### TRY IT
Take each line of the data that contains the string "hand" and copy it.

INPUT RECORDS section start

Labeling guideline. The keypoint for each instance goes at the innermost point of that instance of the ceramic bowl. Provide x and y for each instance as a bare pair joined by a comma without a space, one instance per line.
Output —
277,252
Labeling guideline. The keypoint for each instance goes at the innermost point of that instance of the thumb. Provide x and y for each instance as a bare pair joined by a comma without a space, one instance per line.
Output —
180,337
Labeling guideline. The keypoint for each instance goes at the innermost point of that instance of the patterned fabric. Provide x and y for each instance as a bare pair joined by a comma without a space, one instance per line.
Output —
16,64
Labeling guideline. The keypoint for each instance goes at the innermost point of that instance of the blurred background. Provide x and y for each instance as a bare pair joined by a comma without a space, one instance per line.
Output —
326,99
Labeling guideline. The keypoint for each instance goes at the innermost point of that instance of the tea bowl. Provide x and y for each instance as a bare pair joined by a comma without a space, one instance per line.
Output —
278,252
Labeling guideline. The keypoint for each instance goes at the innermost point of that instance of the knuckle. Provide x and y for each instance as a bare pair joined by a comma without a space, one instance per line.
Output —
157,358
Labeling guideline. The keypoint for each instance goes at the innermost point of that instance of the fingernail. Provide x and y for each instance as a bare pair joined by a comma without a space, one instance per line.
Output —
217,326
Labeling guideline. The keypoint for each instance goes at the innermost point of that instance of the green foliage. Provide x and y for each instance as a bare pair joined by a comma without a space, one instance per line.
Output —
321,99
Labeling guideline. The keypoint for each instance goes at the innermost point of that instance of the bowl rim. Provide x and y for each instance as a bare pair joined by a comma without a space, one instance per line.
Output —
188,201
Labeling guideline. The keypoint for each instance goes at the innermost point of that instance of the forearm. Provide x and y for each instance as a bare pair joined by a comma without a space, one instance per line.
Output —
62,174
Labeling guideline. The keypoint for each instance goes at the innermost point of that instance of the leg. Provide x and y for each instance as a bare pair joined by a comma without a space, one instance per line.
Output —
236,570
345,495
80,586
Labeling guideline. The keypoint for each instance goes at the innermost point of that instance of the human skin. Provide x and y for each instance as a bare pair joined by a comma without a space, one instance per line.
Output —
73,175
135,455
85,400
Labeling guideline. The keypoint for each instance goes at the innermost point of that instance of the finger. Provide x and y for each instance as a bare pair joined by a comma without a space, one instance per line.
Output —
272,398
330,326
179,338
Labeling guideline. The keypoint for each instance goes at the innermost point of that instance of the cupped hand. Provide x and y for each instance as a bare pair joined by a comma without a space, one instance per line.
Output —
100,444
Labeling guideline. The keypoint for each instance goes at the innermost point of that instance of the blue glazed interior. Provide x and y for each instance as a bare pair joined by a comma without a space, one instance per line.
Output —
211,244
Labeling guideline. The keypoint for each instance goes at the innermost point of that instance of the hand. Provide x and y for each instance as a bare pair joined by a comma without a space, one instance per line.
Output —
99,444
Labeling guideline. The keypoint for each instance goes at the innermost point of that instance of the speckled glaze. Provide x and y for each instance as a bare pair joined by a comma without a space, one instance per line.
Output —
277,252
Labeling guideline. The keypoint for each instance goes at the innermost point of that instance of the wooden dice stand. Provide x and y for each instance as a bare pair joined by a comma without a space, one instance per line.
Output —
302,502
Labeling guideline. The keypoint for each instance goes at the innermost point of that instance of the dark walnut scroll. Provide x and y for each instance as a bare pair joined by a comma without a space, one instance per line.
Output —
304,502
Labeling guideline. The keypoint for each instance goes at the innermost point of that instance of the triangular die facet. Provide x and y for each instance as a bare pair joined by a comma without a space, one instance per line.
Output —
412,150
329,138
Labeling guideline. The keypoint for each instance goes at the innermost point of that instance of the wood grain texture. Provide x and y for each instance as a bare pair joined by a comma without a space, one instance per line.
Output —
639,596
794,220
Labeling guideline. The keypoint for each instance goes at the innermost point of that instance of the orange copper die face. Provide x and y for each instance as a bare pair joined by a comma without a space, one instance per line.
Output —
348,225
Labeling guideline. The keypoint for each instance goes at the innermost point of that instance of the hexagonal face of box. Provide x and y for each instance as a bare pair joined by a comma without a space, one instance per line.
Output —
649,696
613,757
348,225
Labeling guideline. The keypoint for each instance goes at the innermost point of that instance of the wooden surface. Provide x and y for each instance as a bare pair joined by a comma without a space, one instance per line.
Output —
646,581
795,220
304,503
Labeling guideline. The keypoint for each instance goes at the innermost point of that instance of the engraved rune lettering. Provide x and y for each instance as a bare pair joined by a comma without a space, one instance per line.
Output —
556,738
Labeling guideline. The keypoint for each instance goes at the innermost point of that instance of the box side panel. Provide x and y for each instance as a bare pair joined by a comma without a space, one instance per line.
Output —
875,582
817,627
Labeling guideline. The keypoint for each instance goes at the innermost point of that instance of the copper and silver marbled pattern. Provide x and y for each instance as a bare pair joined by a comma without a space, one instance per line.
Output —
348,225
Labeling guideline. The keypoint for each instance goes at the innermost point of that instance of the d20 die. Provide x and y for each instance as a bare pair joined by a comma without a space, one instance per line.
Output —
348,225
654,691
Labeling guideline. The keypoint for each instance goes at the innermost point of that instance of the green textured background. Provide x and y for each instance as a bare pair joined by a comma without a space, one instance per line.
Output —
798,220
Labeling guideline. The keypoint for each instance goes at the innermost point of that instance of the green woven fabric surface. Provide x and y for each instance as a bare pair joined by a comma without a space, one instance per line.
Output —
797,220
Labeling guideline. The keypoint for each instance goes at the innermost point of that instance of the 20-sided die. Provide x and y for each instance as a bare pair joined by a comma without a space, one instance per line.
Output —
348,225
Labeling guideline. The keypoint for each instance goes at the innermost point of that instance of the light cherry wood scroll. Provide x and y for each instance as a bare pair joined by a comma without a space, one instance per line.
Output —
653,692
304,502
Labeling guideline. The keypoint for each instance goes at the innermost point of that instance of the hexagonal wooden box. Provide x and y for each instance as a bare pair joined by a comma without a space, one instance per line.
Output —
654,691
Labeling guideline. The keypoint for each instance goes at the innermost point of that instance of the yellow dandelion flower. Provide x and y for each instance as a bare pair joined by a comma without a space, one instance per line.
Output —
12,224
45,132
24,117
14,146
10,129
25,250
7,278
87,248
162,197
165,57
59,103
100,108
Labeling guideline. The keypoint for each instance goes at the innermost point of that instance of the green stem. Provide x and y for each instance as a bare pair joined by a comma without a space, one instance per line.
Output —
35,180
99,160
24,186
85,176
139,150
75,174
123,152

INPUT RECORDS section end

### ANSWER
Labeling guideline. The keypoint for each instance goes at the innermost point of that instance of the cupped hand. Provide x and y for each instance as a bare pair joined by a comma without a space, one instance per line.
Labeling guideline. The keypoint for each instance goes at the innermost point of that instance of the hand. Provide x and y for each instance as a bare pair joined by a comma without a space, one instance per line.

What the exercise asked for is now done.